* _EXCERPTED PASSAGE_
In the previous blog post, we discussed the architecture of Kubernetes and the different views on it. This blogpost will focus on the quality and the (recent) evolution of Kubernetes. We will try to answer the questions including, but not limited to, What are some of the conventions used?; What is the role of test coverage?; Which components are the hotspots right now? How is the quality culture in general?; Does Kubernetes have technical debt? Please read along!

Quality Convention

To contribute to the Kubernetes project, all contributors are asked to follow the coding conventions of Kubernetes¹. These conventions are a collection of guidelines, style suggestions, and tips for writing code in the different programming languages used throughout the projects and cover the following topics:

Code conventions
Testing conventions
Directory and file conventions

Code Conventions

The code conventions are about the two most used programming languages used in the Kubernetes project. The first is bash and the conventions are following the Google shell styleguide², also the developer has to make sure that the code can build, release, test, and run cluster-management scripts on macOS. On the Go language there exists several conventions spanning subjects such as APIs, comments in code, code review comments, naming and many more. These conventions are in place to assure that the code quality is identical in all files throughout the project.

Testing Conventions

The testing conventions are in place to make sure that all newly developed code is properly tested according to the size of the added functionality. I.e. when a developer creates a significant feature, they should come with matching integration and/or e2e(end-to-end) tests. Kubernetes has a Special Interest Group (SIG) solely dedicated to testing where all the details and conventions are mentioned³.

Directory and File Conventions

Directory and file conventions exist to make sure that the project is clarifying and uniform. Examples of these types of conventions are:

Filenames should be lowercase.
Go source files & directories use underscores, not dashes.
Document directories & filenames should use dashes rather than underscores.

Continuous Integration (CI)

Automation tools are in place to streamline the process of contributing as well as aiding the developers by relieving them from the repetitive, simple work⁴. Kubernetes uses Prow (which was developed by Kubernetes) for CI⁵. The automation of CI consists of two stages: Tide and PR builder.

Tide

Tide is a component of Prow that manages a pool of GitHub PRs that match a given set of criteria⁶. Tide automatically retests PRs that meet the criteria in a pool and merge them when they have passed the tests.

PR Builder

The PR builder is a robotic process that attempts to run the tests for each PR made by a developer. If the developer is an unknown user, the PR bot(@k8s-ci-robot) asks a trusted developer from Kubernetes to sign off on the PR to check if it is safe. If the trusted developer replies with /ok-to-test the PR builder will begin CI testing. The trusted developers are mentioned in each directory where a unit of independent code is found, in a document called OWNERS⁷ ⁸. It mentions the current reviewers and the approvers of that directory.

Entries from a pointing dataset:
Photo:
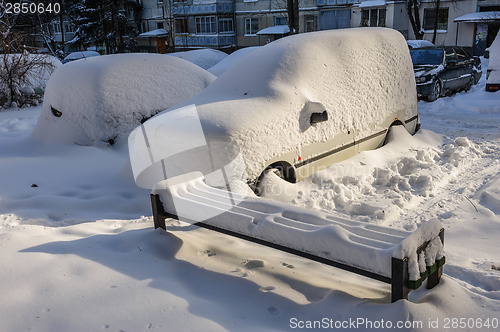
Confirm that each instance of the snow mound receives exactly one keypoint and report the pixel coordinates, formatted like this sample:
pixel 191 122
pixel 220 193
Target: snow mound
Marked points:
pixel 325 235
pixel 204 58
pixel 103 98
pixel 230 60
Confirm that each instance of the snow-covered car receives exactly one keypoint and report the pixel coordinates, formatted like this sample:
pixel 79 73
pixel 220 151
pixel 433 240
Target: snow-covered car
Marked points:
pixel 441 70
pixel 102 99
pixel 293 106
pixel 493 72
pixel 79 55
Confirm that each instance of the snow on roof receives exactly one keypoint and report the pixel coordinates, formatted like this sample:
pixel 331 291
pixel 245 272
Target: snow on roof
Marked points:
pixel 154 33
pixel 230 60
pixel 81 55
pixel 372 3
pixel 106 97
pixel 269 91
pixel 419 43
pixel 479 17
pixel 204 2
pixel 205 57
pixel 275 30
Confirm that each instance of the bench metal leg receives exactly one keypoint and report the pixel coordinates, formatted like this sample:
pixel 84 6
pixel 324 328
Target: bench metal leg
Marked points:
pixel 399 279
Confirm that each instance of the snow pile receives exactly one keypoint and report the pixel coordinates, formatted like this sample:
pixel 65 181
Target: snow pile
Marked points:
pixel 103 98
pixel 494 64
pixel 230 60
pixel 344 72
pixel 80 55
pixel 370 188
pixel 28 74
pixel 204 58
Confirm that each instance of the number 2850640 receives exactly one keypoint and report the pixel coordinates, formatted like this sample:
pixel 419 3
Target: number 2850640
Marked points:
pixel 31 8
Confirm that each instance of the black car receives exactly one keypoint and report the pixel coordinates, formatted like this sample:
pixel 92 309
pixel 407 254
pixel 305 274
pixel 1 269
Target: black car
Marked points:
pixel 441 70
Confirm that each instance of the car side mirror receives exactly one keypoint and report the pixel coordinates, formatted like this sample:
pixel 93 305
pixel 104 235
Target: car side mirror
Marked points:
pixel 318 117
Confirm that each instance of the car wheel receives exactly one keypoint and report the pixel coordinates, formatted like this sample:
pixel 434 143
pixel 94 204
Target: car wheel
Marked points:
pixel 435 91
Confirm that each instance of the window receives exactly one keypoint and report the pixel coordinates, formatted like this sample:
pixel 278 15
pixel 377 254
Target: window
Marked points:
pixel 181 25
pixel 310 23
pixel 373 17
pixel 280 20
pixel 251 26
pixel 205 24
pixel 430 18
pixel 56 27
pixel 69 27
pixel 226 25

* _EXERCISE 1_
List the examples of directory and file conventions that the Kubernetes blog post gives.
* _EXERCISE 2_
According to the Kubernetes blog post, what reply from a trusted developer makes the PR builder begin CI testing?
* _EXERCISE 3_
Turn the paragraph of the Kubernetes blog post beginning "The PR builder is a robotic process" into a short bulleted list that keeps its main facts.

* _TASK OUTPUT 1_
- Filenames should be lowercase.
- Go source files and directories use underscores, not dashes.
- Document directories and filenames should use dashes rather than underscores.

* _TASK OUTPUT 2_
The reply /ok-to-test.

* _TASK OUTPUT 3_
- The PR builder is a robotic process that tries to run the tests for each PR a developer makes.
- For a PR from an unknown user, the PR bot (@k8s-ci-robot) asks a trusted Kubernetes developer to sign off on it to check that it is safe.
- CI testing begins once the trusted developer replies with /ok-to-test.
- Trusted developers are named in an OWNERS document in each directory that holds a unit of independent code. This document lists that directory's current reviewers and approvers.